*REQUIRED WORK*
Recast all of the material below as a numbered list with one entry per line. Skip blank lines and omit the pictures.

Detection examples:
● ● ●

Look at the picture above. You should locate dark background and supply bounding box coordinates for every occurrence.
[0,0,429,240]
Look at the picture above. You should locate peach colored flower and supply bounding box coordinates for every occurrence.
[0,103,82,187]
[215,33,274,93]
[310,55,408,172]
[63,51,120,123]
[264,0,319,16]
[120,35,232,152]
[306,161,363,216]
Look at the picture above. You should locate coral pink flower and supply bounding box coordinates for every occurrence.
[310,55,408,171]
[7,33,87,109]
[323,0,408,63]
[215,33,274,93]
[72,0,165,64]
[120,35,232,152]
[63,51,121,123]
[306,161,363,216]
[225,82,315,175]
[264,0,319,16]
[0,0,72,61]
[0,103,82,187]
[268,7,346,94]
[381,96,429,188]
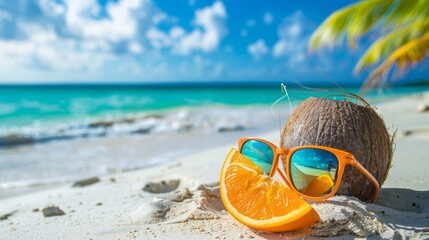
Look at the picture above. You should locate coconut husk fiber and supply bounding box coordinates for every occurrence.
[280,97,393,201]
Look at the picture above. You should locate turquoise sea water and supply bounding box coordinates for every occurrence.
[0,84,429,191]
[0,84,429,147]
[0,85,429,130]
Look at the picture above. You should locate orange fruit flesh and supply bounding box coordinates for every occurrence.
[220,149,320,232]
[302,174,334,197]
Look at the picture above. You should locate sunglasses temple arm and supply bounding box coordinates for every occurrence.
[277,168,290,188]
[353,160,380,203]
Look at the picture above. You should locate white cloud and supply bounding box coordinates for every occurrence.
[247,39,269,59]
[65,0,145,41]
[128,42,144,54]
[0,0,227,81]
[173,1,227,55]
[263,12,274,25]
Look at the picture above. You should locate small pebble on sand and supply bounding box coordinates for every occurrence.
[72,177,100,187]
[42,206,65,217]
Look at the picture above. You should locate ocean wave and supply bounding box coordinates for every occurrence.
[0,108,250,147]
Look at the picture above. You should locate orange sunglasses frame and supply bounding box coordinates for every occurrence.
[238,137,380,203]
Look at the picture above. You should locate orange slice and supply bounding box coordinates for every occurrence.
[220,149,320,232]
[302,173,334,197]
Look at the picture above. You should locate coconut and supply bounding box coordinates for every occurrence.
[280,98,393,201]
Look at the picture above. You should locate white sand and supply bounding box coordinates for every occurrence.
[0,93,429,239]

● ● ●

*RESPONSE BELOW*
1. Look at the picture above. You should locate dark background and supply bounding box coordinates for every occurrence.
2. [0,0,429,240]
3. Look at the picture above. You should locate peach colored flower and supply bounding box coordinates for every occurrence.
4. [0,103,82,187]
5. [215,33,274,93]
6. [310,55,408,172]
7. [63,51,120,123]
8. [264,0,319,16]
9. [120,35,232,152]
10. [306,161,363,216]
11. Look at the picture above. You should locate coral pink flower and supply bounding box coordinates for every occurrence.
12. [310,55,408,171]
13. [7,33,87,109]
14. [323,0,408,63]
15. [215,33,274,93]
16. [72,0,165,64]
17. [120,35,232,152]
18. [63,51,121,123]
19. [306,161,363,216]
20. [225,82,315,175]
21. [264,0,319,16]
22. [0,0,72,61]
23. [0,103,82,187]
24. [268,7,346,94]
25. [381,96,429,188]
26. Look at the picture above. You should locate coconut husk fiber and supply bounding box coordinates for every occurrence.
27. [280,97,393,201]
28. Look at the picture above. You should locate turquoise sea water and supply bounding box coordinates for every occurrence.
29. [0,84,429,191]
30. [0,84,429,147]
31. [0,85,429,130]
32. Look at the picture above. You should locate orange fruit flesh and supply bounding box coordinates for every occurrence.
33. [220,149,320,232]
34. [302,174,334,197]
35. Look at the picture above. You should locate sunglasses temple arm and supply bounding box coordinates for every occurrence.
36. [277,168,290,188]
37. [353,160,380,203]
38. Look at the picture above. You should locate white cloud and supply bounding box coordinates for every occurrence.
39. [247,39,269,59]
40. [65,0,145,41]
41. [128,42,144,54]
42. [0,0,227,81]
43. [173,1,227,55]
44. [263,12,274,25]
45. Look at the picture above. You should locate small pebble on sand and supply bounding box coordinates for every occurrence.
46. [72,177,100,187]
47. [42,206,65,217]
48. Look at the picture above. You should locate ocean wave and supply bounding box coordinates for every occurrence.
49. [0,108,250,147]
50. Look at the picture above. You should locate orange sunglasses frame and supply bounding box coordinates for every occurrence.
51. [238,137,380,203]
52. Look at the picture above. You should locate orange slice and supply bounding box coordinates for every occurrence.
53. [220,149,320,232]
54. [302,173,334,197]
55. Look at the picture above. You should locate coconut and supply bounding box coordinates for every occurrence.
56. [280,98,393,201]
57. Look at the picture above. You should locate white sand and supply bounding box coordinates for every occurrence.
58. [0,93,429,239]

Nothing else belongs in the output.